__WRITTEN TASK__. Rewrite the lines of every item below, changing "young child" to "small child" and keeping everything else unchanged. Omit the pictures from your answer.

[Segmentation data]
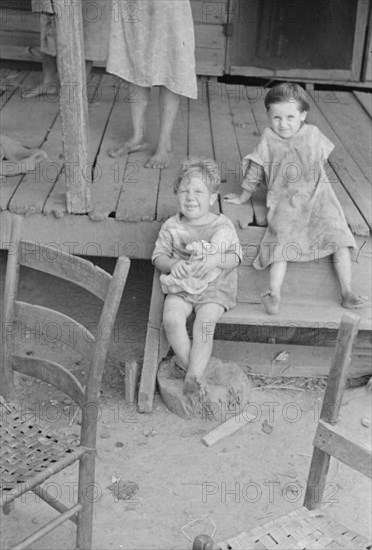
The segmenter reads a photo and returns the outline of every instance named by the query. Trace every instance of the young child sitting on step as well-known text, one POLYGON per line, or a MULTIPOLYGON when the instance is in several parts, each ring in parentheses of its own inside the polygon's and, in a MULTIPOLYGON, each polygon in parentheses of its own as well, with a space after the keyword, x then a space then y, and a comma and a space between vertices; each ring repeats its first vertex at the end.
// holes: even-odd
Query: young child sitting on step
POLYGON ((298 84, 271 88, 265 107, 270 128, 265 128, 256 149, 243 159, 243 191, 229 193, 224 200, 245 203, 261 182, 267 185, 268 226, 253 262, 257 269, 270 266, 269 290, 261 295, 267 313, 279 313, 290 261, 288 247, 293 244, 300 251, 296 261, 333 255, 341 305, 360 308, 368 299, 351 289, 350 251, 356 250, 356 242, 324 167, 334 145, 316 126, 306 123, 310 106, 298 84))
POLYGON ((181 165, 174 184, 179 211, 163 224, 152 255, 163 274, 171 274, 173 283, 179 281, 177 291, 165 298, 163 322, 178 362, 187 371, 185 393, 203 390, 202 375, 212 354, 215 325, 236 303, 239 239, 232 222, 210 210, 220 183, 214 160, 191 159, 181 165), (195 248, 189 245, 202 241, 211 243, 210 249, 190 261, 195 248), (185 290, 183 281, 190 280, 190 274, 205 287, 203 291, 185 290), (190 342, 186 321, 192 311, 195 321, 190 342))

__TASK RESPONSE__.
The segmenter reads a photo and returns the outline of every instance named by the query. Trace every instance of the small child sitting on step as well-known text, one POLYGON per line, or a MULTIPOLYGON when the instance is in several parts, each ring in parentheses of its own inside the polygon's and, in a MULTIPOLYGON, each polygon in parentheses of its own as well, with a space after the keyword, x then a space then y, and a comma and a space between vertices; each ring repeats its first vertex at the end.
// holes: even-odd
Query: small child sitting on step
POLYGON ((298 84, 271 88, 265 107, 270 128, 265 128, 256 149, 243 159, 243 191, 229 193, 224 200, 245 203, 261 182, 267 185, 268 226, 253 262, 257 269, 270 266, 269 290, 261 295, 267 313, 279 313, 290 261, 288 247, 293 244, 300 251, 296 261, 333 255, 341 305, 360 308, 368 299, 351 289, 350 251, 356 250, 356 242, 324 167, 334 145, 316 126, 306 123, 310 106, 298 84))
POLYGON ((181 165, 174 184, 179 211, 163 224, 152 255, 163 274, 171 274, 173 283, 179 281, 177 291, 165 298, 163 322, 178 362, 187 371, 185 393, 203 390, 202 375, 212 354, 215 325, 236 303, 239 239, 232 222, 210 210, 220 183, 214 160, 191 159, 181 165), (195 248, 189 245, 202 241, 211 243, 210 249, 190 261, 195 248), (185 290, 183 281, 190 280, 190 274, 205 287, 203 291, 185 290), (190 342, 186 321, 192 311, 195 321, 190 342))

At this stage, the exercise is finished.